▸ DIRECTIVE
Please select each line in the records that follow which contains the word "below", and copy those lines out in full.

▸ PROVIDED INFORMATION
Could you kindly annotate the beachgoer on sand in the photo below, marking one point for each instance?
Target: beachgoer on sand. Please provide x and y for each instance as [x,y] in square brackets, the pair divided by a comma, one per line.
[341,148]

==

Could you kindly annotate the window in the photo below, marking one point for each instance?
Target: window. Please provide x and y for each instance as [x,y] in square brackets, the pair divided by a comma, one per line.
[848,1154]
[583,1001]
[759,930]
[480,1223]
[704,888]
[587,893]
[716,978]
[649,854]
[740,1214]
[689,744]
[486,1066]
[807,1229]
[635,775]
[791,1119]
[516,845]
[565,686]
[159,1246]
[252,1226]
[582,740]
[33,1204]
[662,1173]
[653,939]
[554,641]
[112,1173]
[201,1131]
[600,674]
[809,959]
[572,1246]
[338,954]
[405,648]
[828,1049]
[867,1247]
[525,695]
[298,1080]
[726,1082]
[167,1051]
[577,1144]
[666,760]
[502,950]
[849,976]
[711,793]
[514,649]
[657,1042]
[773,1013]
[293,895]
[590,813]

▸ TASK SOLUTION
Could you kindly annotate the beachgoer on sand in the photo below, marking one point for each instance?
Could you kindly annotate the window in the photo below, marking one point for each instance?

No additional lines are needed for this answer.